START Supplied data

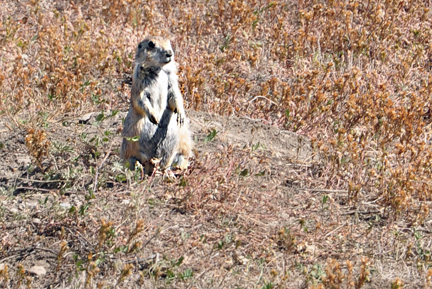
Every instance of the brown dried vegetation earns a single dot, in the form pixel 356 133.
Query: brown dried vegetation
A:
pixel 352 76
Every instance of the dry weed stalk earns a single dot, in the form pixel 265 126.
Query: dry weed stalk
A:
pixel 37 144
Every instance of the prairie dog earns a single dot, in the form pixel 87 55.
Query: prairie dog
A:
pixel 156 113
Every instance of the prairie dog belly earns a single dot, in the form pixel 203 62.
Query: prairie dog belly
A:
pixel 158 141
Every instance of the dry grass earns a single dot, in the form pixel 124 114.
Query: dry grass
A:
pixel 353 76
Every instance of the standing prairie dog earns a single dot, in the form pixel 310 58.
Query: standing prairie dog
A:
pixel 156 113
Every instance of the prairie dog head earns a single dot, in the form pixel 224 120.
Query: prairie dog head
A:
pixel 154 51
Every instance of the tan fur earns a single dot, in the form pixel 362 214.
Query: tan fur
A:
pixel 156 112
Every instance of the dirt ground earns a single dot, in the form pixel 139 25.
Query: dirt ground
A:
pixel 250 212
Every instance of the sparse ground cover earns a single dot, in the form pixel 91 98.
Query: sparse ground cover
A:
pixel 313 157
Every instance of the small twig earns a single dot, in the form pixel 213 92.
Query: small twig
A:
pixel 328 234
pixel 361 213
pixel 41 181
pixel 261 96
pixel 35 189
pixel 324 190
pixel 99 167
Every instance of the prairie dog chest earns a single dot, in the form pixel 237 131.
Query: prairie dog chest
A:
pixel 154 82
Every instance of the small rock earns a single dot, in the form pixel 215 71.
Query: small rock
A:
pixel 85 118
pixel 37 270
pixel 24 160
pixel 36 221
pixel 65 205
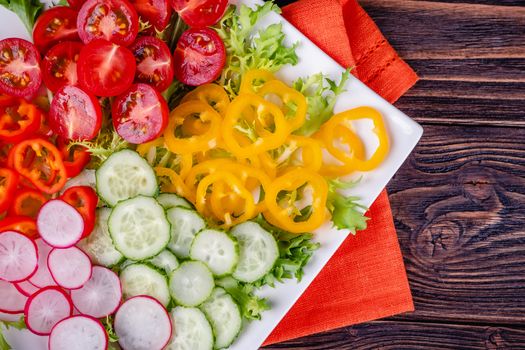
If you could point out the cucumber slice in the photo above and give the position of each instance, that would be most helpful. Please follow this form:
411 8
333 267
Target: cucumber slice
224 316
191 284
192 330
171 200
125 174
98 245
217 250
185 224
141 279
166 261
139 228
258 251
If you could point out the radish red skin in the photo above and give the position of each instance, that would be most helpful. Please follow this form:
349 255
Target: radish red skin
31 299
14 306
31 253
86 260
27 288
42 277
58 325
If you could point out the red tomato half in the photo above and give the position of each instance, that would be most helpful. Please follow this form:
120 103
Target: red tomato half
156 12
105 69
199 56
75 114
200 13
75 4
55 25
20 73
113 20
140 115
154 62
60 65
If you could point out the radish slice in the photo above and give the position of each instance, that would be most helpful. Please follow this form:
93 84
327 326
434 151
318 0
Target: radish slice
142 323
46 308
5 317
100 296
27 288
18 257
79 333
59 224
70 267
11 300
42 277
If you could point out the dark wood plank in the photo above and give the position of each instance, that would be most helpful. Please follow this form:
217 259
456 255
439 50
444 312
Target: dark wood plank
434 30
411 335
459 208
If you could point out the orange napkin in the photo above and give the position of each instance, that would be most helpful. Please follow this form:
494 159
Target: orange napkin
366 278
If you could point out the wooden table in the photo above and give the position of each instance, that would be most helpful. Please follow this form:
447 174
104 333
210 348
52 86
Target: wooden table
459 200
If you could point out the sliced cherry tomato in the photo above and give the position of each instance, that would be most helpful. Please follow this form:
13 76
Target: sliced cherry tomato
60 65
199 56
84 199
75 4
20 73
23 224
154 62
200 13
27 202
55 25
75 114
114 20
75 158
19 121
140 115
40 162
8 184
105 69
156 12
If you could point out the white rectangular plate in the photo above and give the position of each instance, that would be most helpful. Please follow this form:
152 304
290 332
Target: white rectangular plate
404 134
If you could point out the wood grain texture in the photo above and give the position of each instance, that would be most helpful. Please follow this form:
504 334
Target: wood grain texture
459 200
459 208
411 335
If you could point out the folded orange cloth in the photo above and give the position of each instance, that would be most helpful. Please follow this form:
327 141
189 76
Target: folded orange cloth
366 278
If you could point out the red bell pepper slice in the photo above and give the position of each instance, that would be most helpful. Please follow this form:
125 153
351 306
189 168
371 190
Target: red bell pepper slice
75 158
8 185
27 202
40 162
84 199
18 119
22 224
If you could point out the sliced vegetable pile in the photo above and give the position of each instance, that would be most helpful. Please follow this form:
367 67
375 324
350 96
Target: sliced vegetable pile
154 172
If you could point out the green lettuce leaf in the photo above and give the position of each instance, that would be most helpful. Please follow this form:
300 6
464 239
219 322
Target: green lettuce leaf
26 10
321 94
247 48
295 251
251 305
346 212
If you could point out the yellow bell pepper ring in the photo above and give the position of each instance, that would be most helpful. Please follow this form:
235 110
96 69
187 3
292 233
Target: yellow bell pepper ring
291 182
338 121
356 147
193 142
256 136
229 180
175 184
293 102
254 79
212 94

END Supplied data

Reproduce the data verbatim. Do not carry any picture into the copy.

#### Result
Every instance of the brown dried vegetation earns a single dot, in the form pixel 356 133.
Query: brown dried vegetation
A:
pixel 352 76
Every instance of the dry weed stalk earns a single dot, in the form pixel 265 126.
Query: dry weed stalk
A:
pixel 37 144
Every instance of the prairie dog earns a single dot, in the form pixel 87 55.
Query: prairie dog
A:
pixel 156 113
Every instance of the prairie dog belly earns a single dot, in the form pixel 203 62.
Query: prairie dog belly
A:
pixel 158 141
Every instance of the dry grass earns a single dot, in the form pixel 124 114.
Query: dry grass
A:
pixel 353 76
Every instance of the standing prairie dog earns a single dot, in the form pixel 310 58.
Query: standing prairie dog
A:
pixel 156 113
Every instance of the prairie dog head earns a single dot, in the form pixel 224 120.
Query: prairie dog head
A:
pixel 154 51
Every instance of the tan fur earns a single dot, in the form pixel 362 214.
Query: tan fur
A:
pixel 156 112
Every instance of the dirt ground earns a single dot, in the form pixel 139 25.
Query: dirt ground
A:
pixel 250 212
Every instance of the sparse ground cover earns a single dot, in the form pixel 91 98.
Query: sparse ground cover
A:
pixel 313 157
Every instance of the small twig earns a single dot, in the form pixel 213 92.
Query: small twig
A:
pixel 328 234
pixel 361 213
pixel 41 181
pixel 261 96
pixel 35 189
pixel 324 190
pixel 99 167
Every instance of the prairie dog chest earns a single dot, in the form pixel 237 131.
Query: prairie dog chest
A:
pixel 154 82
Every instance of the small rock earns a single dot, in the form pixel 215 71.
Query: small rock
A:
pixel 85 118
pixel 37 270
pixel 24 160
pixel 36 221
pixel 65 205
If you could point out the cucumber slice in the photo above and give the position of each instance, that would be most helpful. Please follow this form:
411 8
333 267
Target: cucumber slice
224 316
191 284
192 330
171 200
125 174
98 245
217 250
185 224
141 279
166 261
139 228
258 251
If you could point out the radish red skin in the photo above and give the position of each instance, that would be most helpful. Please follow this form:
349 255
Target: radish red skin
31 299
14 306
31 253
86 260
27 288
42 277
58 325
If you could point out the red tomato half in the photo above and give the position of each instance, that would be most helpful. Please follow this form:
120 103
Target: red tomato half
156 12
105 69
199 56
75 114
200 13
75 4
55 25
20 73
113 20
140 115
154 62
60 65
If you could point out the radish slice in the photo above and give the position of each instance, that would be most helpful. Please follow this form:
93 84
327 326
434 151
318 0
Target: radish slice
142 323
46 308
5 317
100 296
27 288
18 257
79 333
59 224
70 267
11 300
42 277
If you could point out the dark wood plank in the photo above and give the position of each instance, that would be most helpful. Please follow this form:
217 259
456 255
439 50
444 312
Target: dark wood plank
434 30
411 335
459 208
If you could point out the orange napkin in the photo above and give the position of each instance, that would be most helpful. Please follow this form:
494 159
Target: orange napkin
366 278
If you could point out the wooden table in the photo above and give the position of each instance, that would be most helpful. Please follow this form:
447 174
104 333
210 348
52 86
Target: wooden table
459 200
If you could point out the sliced cherry tomato in the photo above and give the position of each instance, that would be most helpful. Please follow this form:
13 76
Target: sliced cherry tomato
60 65
199 56
84 199
75 4
20 73
23 224
154 62
200 13
27 202
55 25
75 114
114 20
75 158
19 121
140 115
40 162
8 184
105 69
156 12
If you could point out the white rectangular plate in the photo above and give the position of each instance, that would be most helpful. Please follow this form:
152 304
290 332
Target: white rectangular plate
404 134
If you could point out the wood grain texture in the photo above and give the position of each instance, that would be most helpful. Please follow this form:
504 334
Target: wood grain texture
459 200
459 208
411 335
If you could point out the folded orange cloth in the photo above and give the position of each instance, that would be most helpful. Please follow this form:
327 141
189 76
Target: folded orange cloth
366 278
If you could point out the red bell pepper slice in the photo above and give the position of each instance, that would be most helpful. Please follow this form:
125 153
351 306
189 168
371 190
Target: red bell pepper slice
75 158
8 185
27 202
40 162
84 199
18 119
22 224
If you could point out the sliced vegetable pile in the photo above and give the position of each instance, that would be most helpful. Please follow this form:
367 67
375 324
350 96
Target: sliced vegetable pile
154 172
If you could point out the green lettuce leaf in the photo above and give the position of each instance, that would be most helpful. Please follow this form:
300 6
464 239
219 322
Target: green lettuce leaf
26 10
321 94
247 48
295 251
251 305
346 212
If you could point out the yellow bell pepper ring in the photo above and give the position of each instance, that would be most helpful. Please follow this form:
235 110
96 69
187 3
292 233
Target: yellow bell pepper ring
291 182
338 121
356 147
193 142
256 136
229 180
175 184
293 102
254 79
212 94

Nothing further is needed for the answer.